== LISTED RECORDS ==
===

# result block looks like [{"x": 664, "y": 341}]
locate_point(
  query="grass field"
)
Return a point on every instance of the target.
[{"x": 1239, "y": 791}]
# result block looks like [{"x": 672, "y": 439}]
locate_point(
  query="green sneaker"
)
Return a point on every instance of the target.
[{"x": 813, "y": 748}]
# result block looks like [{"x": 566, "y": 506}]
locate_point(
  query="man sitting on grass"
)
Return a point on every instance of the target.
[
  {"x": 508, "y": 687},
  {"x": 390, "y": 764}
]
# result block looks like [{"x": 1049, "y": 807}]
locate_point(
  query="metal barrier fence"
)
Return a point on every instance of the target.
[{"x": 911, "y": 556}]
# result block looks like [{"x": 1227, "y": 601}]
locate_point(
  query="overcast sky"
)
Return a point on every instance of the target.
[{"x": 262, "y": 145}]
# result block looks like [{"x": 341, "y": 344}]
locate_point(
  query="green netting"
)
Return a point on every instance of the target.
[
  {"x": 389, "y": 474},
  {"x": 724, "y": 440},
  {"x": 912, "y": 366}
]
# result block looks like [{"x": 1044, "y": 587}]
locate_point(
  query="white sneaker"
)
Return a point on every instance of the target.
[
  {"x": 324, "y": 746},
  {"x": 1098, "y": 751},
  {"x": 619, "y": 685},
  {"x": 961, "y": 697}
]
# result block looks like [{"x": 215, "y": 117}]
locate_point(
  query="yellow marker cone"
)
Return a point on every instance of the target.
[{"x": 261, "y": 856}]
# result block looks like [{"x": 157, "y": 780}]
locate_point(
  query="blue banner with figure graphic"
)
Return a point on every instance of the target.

===

== EXERCISE AIM ==
This exercise needs every line of the listing that contains the word "result".

== TASK RESPONSE ==
# result block looks like [{"x": 664, "y": 341}]
# result block looks like [{"x": 672, "y": 439}]
# result block looks like [{"x": 566, "y": 506}]
# result block looks like [{"x": 1049, "y": 807}]
# result block looks like [{"x": 1227, "y": 601}]
# result block looks like [{"x": 341, "y": 344}]
# result block looks like [{"x": 1044, "y": 587}]
# result block looks like [{"x": 215, "y": 117}]
# result block looks like [{"x": 157, "y": 780}]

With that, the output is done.